──────── PASSAGE EXTRAIT

Cédric Labrousse Profile picture
Créateur de https://t.co/cuFnaOQpbI. Fils de marin-pêcheur. Doctorant sur Nord-est syrien. Fondateur #SRO. Régionalisme, liberté toujours, a bossé dès 16 ans.

Mar 8, 12 tweets

Un dernier bilan porte à désormais 300 civils tués, fusillés et massacrés par des groupes armés en Syrie. J'avais évoqué, un des premiers en France, ces horreurs, notamment à al-Muktariyya et, plus globalement, dans la périphérie de Lattaquié.

Faisons le point sur la pire journée depuis la chute du régime d'Assad. Avec cette question : qui sont les responsables ? 1/

Pour le chef de l'Etat, Ahmad al-Sharaa, qui se voit rappeler que ses anciens combattants ne lui obéissent pas forcément, loin de là, sans parler de ceux ayant refusé de se soumettre en rejoignant la nouvelle armée, c'est un désaveu terrible.

Ses lignes directives pour une justice transitionnelle efficace, répétées fermement le 25 février dernier, n'ont pas été suivies. Menant à des horreurs. 2/

Les exécutions concernent très majoritairement des hommes. Prisonniers ou simplement abattus gratuitement dans certaines zones (comme à al-Shalfatiyya, où ils ont été abattus en pleine rue sommairement).

Elles ont aussi eu lieu dans des zones agricoles de l'arrière pays alaouite, avec des exécutions gratuites et sommaires, clairement à visées confessionnelles, contre des ouvriers, fermiers, etc. 3/

Il semble que les hommes aient été les cibles régulières. Un reportage, avec témoignages, de @jenanmoussa, confirmé des opérations de sélections des hommes pour être abattus dans les zones de Tartous notamment. 4/

Alors, posons, ce matin, les questions des responsabilités et des acteurs de ces actes sordides qui se sont déroulés sur une bonne partie de la journée du 7 mars 2025. Éloignons nous des théories complotistes pitoyables de piliers de bars et regardons les faits avec un contexte.

1) Le gouvernement ? Il n'est pas à la manœuvre. Ne contrôlant qu'une partie du pays et, plus grave et inquiétant, qu'une partie des hommes armés dans ce pays. De plus, le nouveau pouvoir lorgne sur la levée des sanctions internationales : il a besoin d'une stabilité et d'une gestion la plus acceptable possible vis à vis de la communauté internationale.

Ce gouvernement découvre surtout, ce matin du 8 mars 2025, que son autorité est désavouée par une partie des hommes armés du pays et que cela va créer des doutes sur sa gestion. 5/

2) Des membres des forces de sécurité du nouveau régime ?

C'est désormais de plus en plus clair : des membres des nouvelles forces de sécurité et de l'armée, anciens d'HTS ou d'autres formations ayant rallié la nouvelle autorité, ont participé, hier à ces exécutions. C'est le cas notamment dans la région de Tartous. Ils ont de facto rompu avec les ordres donnés et les appels à ne pas faire dans l'extra-judiciaire.

────────────────
──────── DONNÉES ENREGISTRÉES

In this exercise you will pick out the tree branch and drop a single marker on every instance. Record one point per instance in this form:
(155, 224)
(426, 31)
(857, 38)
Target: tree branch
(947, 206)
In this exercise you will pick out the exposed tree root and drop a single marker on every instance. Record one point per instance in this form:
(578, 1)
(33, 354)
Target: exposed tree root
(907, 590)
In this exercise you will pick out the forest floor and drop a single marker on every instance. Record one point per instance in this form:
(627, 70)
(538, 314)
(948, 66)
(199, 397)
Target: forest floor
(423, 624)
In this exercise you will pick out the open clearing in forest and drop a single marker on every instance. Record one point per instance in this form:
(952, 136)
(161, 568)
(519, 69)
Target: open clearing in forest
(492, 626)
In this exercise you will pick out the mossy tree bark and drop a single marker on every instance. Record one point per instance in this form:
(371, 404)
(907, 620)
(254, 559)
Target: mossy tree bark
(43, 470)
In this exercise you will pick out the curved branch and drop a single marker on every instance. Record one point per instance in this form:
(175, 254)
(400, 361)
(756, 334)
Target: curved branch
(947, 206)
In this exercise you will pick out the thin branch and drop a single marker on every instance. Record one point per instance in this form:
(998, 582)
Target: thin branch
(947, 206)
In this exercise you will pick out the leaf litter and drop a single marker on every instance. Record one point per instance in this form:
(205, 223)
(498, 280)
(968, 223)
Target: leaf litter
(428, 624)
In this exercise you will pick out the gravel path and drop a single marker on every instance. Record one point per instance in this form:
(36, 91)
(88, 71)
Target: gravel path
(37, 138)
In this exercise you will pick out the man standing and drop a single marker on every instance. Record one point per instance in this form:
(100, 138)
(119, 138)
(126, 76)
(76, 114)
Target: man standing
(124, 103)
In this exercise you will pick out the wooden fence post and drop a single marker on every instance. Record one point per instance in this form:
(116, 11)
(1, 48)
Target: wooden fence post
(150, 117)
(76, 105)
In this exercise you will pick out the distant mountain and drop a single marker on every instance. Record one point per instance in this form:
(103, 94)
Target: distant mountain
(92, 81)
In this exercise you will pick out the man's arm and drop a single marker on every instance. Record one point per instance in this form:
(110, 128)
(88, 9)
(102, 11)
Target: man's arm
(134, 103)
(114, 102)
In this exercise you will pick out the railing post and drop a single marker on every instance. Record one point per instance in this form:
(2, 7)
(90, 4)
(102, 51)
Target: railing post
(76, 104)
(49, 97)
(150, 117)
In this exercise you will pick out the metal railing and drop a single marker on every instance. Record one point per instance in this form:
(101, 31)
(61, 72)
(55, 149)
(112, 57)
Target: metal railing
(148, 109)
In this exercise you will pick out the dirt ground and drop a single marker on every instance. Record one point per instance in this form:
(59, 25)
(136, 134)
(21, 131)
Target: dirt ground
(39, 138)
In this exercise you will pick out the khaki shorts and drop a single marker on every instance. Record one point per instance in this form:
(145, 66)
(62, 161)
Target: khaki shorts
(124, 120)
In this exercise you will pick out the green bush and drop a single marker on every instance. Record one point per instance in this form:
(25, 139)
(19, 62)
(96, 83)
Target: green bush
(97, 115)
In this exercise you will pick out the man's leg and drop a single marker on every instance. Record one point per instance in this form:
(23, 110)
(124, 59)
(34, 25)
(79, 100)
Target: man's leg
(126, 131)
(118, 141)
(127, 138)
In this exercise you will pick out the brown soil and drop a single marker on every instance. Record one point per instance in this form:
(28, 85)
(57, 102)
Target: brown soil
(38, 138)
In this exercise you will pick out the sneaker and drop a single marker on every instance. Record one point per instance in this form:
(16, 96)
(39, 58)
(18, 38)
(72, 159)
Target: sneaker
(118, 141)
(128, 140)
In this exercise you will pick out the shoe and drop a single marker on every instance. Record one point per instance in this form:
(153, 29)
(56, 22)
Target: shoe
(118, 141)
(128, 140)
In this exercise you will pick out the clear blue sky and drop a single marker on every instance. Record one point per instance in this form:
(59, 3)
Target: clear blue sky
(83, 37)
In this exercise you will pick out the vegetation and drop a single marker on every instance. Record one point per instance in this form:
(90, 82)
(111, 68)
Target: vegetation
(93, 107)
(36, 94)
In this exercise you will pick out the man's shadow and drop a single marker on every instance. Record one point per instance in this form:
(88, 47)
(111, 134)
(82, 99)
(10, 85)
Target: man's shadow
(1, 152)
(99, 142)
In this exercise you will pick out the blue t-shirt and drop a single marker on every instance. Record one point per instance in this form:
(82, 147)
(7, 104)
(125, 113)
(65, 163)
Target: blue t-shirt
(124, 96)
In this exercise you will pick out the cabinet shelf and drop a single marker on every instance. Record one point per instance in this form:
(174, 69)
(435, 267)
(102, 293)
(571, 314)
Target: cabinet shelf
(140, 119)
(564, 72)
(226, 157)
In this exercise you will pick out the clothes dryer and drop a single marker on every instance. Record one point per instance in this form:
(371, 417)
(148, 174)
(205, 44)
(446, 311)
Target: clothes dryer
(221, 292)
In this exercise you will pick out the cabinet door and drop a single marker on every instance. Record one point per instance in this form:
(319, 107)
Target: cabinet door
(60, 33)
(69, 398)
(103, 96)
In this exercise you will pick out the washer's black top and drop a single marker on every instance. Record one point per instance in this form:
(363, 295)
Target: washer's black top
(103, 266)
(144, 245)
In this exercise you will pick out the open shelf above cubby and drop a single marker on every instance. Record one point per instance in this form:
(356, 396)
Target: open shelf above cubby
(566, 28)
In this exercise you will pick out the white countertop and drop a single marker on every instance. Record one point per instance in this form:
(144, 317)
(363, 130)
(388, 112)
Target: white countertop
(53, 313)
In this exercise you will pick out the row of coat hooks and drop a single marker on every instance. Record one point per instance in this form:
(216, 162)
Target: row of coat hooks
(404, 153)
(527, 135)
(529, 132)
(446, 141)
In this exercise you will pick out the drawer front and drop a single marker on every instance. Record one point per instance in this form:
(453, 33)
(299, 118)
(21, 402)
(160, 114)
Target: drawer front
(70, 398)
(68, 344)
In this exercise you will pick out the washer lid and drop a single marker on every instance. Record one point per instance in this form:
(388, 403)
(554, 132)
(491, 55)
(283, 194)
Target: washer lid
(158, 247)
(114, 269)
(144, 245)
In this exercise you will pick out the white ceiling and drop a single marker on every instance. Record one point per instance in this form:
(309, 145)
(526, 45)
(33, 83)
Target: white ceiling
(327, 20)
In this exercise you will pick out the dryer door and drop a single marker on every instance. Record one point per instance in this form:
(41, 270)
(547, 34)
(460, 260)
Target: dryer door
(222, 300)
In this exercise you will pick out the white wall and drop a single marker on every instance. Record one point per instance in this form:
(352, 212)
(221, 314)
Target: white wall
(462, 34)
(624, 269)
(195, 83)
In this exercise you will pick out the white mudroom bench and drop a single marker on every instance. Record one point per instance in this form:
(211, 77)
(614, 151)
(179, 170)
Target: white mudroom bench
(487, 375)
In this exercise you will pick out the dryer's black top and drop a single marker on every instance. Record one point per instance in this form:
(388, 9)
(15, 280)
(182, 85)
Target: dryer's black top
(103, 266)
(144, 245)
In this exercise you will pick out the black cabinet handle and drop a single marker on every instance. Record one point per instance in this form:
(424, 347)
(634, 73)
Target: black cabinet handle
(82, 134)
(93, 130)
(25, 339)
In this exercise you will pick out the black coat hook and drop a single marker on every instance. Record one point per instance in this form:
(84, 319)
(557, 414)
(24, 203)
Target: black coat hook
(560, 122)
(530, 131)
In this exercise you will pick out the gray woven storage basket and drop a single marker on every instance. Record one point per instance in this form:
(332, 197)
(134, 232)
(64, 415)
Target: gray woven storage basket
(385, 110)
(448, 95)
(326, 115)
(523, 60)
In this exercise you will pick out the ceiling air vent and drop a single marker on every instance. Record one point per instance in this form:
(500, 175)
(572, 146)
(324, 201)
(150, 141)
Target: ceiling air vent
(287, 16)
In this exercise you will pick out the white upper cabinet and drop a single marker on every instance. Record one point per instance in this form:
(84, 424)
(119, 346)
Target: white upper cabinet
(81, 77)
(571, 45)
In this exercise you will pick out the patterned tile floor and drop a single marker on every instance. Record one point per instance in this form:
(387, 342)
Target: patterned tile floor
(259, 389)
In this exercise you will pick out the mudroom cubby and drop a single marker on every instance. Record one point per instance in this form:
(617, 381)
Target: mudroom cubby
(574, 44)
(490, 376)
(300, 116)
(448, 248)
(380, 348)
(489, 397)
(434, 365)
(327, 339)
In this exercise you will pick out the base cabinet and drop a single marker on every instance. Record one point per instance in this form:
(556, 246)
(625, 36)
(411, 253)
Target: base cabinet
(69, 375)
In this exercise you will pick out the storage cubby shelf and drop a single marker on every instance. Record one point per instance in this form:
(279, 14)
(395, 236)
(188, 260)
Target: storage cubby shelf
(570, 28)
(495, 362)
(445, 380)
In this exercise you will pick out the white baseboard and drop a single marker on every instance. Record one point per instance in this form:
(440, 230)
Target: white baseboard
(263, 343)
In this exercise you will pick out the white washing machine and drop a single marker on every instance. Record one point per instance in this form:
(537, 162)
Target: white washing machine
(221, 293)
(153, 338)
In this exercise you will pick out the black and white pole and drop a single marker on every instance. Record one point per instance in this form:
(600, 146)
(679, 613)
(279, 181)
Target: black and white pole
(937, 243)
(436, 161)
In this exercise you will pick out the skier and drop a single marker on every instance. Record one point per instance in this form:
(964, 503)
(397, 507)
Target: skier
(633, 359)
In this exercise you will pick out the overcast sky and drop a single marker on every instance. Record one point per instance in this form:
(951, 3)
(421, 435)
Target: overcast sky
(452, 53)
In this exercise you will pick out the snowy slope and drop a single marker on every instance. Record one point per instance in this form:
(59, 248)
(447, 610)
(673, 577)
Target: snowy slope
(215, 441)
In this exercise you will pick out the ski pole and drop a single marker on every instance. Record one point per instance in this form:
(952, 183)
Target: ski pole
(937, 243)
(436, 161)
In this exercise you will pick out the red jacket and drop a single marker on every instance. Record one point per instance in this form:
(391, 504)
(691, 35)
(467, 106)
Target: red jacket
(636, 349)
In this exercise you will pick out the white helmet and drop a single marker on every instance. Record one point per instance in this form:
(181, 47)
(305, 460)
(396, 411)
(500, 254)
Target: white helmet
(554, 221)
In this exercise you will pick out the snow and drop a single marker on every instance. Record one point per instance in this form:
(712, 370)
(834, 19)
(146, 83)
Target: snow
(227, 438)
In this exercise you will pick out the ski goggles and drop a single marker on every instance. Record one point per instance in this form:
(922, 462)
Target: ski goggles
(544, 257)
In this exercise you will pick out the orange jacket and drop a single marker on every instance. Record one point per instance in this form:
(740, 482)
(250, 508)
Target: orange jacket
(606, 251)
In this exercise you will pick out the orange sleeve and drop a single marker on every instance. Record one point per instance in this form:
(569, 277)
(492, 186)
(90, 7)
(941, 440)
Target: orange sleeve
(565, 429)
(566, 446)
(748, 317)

────────────────

ÉNONCÉ DE L'EXERCICE: Reproduisez fidèlement le passage du texte sur les exécutions en Syrie qui commence par « Pour le chef » et se termine par « pleine rue sommairement). », ces derniers mots compris. Le matériel fourni n'a aucun lien avec le texte sur les exécutions en Syrie.

CORRIGÉ COMPLET:
Pour le chef de l'Etat, Ahmad al-Sharaa, qui se voit rappeler que ses anciens combattants ne lui obéissent pas forcément, loin de là, sans parler de ceux ayant refusé de se soumettre en rejoignant la nouvelle armée, c'est un désaveu terrible.

Ses lignes directives pour une justice transitionnelle efficace, répétées fermement le 25 février dernier, n'ont pas été suivies. Menant à des horreurs. 2/

Les exécutions concernent très majoritairement des hommes. Prisonniers ou simplement abattus gratuitement dans certaines zones (comme à al-Shalfatiyya, où ils ont été abattus en pleine rue sommairement).